-- begin SUPPLIED RECORDS --
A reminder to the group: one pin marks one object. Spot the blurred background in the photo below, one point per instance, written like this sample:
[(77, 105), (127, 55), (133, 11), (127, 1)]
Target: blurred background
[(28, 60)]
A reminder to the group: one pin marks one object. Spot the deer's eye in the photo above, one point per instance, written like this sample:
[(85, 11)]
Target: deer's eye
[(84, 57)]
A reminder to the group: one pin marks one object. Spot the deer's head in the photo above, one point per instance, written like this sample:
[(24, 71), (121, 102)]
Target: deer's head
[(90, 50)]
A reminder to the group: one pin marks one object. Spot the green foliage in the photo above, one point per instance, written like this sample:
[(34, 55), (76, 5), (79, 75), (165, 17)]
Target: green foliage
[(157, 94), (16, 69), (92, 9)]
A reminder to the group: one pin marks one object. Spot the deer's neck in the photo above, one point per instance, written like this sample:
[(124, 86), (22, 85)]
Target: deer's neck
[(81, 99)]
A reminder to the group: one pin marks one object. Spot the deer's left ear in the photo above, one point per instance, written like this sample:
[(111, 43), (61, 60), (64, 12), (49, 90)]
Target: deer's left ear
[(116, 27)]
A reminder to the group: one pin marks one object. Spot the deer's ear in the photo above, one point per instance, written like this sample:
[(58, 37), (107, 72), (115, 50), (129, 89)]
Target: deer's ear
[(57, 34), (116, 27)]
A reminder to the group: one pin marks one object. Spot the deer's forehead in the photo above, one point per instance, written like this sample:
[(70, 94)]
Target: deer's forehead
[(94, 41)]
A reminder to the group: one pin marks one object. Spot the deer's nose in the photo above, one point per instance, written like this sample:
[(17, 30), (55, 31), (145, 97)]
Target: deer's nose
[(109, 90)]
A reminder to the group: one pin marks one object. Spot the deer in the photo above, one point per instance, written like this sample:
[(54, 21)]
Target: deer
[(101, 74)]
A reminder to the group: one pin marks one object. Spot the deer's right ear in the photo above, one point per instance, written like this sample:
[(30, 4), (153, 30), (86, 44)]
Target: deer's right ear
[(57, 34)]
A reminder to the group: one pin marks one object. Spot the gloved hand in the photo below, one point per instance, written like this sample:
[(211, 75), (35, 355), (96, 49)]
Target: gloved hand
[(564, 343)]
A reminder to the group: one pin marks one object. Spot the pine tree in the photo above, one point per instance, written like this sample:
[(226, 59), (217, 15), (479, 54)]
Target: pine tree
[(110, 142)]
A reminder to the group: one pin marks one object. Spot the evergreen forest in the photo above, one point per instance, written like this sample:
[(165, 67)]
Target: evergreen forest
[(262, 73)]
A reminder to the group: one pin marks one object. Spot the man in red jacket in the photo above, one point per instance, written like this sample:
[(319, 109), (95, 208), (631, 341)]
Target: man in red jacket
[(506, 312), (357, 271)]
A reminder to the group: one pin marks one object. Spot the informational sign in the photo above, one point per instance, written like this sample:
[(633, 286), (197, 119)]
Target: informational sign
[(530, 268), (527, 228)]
-- end SUPPLIED RECORDS --
-- begin SUPPLIED RECORDS --
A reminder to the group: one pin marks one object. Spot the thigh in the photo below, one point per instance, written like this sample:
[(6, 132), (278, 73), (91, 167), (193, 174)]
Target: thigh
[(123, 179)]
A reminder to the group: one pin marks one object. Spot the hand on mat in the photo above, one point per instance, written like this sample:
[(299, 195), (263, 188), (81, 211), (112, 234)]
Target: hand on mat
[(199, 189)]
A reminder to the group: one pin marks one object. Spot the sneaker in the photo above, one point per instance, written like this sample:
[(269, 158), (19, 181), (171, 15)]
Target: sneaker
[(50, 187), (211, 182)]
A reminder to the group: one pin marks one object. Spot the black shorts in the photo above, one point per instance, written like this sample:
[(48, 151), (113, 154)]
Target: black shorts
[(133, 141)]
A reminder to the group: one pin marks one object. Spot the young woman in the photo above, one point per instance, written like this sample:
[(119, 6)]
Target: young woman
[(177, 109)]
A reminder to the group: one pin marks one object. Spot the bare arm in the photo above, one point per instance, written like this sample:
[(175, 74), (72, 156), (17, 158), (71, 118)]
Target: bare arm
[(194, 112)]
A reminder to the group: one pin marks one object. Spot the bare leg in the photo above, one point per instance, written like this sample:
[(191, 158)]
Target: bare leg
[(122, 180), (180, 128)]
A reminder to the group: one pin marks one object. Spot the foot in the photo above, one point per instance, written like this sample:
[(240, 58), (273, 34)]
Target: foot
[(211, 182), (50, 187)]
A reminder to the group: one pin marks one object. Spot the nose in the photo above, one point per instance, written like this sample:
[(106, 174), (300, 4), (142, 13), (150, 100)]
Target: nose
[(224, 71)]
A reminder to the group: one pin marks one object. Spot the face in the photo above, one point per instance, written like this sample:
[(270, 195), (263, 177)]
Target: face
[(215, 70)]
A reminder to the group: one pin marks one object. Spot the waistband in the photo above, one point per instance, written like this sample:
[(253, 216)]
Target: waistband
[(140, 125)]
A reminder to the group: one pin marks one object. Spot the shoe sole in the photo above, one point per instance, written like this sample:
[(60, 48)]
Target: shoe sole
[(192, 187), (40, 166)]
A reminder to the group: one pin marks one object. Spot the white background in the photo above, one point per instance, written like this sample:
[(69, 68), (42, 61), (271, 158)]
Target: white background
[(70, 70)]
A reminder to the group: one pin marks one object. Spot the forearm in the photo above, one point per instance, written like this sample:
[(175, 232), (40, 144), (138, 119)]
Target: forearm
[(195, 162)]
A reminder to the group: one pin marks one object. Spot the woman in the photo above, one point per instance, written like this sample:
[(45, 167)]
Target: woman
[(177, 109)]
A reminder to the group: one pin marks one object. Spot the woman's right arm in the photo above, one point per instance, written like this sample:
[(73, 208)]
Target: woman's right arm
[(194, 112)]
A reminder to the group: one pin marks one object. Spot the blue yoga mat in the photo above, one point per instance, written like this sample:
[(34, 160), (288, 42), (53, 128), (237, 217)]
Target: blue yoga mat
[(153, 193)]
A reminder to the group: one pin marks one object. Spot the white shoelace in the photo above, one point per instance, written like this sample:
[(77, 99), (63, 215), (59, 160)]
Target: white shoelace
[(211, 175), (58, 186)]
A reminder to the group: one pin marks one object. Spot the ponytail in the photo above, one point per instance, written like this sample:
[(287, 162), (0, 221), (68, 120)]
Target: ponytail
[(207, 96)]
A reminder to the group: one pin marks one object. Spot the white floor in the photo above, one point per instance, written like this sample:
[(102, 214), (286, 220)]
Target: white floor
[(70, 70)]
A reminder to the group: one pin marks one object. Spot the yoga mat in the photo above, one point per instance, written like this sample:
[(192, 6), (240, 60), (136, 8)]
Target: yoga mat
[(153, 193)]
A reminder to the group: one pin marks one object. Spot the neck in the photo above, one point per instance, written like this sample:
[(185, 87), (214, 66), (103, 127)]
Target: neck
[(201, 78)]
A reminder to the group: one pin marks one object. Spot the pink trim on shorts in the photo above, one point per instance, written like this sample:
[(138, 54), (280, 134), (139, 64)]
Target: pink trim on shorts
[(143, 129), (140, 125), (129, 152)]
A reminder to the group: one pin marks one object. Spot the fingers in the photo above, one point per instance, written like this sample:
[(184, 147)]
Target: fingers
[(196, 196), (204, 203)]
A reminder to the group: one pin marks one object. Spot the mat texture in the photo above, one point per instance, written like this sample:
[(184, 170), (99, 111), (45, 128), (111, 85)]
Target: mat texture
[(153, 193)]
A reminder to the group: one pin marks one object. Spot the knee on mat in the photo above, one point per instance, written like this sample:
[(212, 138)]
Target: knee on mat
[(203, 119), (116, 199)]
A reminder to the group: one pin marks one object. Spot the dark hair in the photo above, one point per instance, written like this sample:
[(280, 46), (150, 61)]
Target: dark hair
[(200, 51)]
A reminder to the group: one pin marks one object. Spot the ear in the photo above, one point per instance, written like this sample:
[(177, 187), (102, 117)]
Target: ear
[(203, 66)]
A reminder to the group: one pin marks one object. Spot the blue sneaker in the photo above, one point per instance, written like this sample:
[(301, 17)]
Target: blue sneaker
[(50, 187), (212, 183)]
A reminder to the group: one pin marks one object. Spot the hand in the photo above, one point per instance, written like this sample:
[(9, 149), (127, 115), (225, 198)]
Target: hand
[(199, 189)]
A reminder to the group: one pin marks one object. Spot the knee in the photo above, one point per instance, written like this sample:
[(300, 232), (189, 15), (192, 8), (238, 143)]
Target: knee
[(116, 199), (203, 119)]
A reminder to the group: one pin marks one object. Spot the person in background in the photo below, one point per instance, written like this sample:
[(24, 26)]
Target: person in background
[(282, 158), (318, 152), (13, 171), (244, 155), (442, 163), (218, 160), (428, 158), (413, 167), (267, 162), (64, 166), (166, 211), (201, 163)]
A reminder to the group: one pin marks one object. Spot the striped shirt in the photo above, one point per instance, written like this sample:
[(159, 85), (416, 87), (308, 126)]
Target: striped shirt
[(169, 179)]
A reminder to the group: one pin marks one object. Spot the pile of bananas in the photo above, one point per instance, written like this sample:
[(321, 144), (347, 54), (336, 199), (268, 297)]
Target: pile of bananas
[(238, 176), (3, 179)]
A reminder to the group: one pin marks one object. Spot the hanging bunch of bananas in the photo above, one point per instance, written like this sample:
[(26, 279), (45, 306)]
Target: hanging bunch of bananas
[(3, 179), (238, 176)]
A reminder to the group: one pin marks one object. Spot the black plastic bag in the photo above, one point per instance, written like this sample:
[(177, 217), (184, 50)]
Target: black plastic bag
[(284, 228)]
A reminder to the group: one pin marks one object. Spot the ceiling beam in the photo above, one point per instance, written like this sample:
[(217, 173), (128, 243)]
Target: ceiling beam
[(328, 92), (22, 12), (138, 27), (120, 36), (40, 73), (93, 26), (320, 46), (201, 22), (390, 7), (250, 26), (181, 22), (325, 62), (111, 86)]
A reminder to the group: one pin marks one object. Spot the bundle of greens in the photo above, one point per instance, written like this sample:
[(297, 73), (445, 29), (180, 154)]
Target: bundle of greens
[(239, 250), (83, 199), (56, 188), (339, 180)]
-- end SUPPLIED RECORDS --
§ WHAT IS BEING ASKED: Find every line in the data above that contains the string "floor" and copy each one in full. Case counts when matching.

§ FULL SOLUTION:
A reminder to the group: one pin marks one object. Spot the white floor in the photo above, one point per instance, written like this sample:
Target: white floor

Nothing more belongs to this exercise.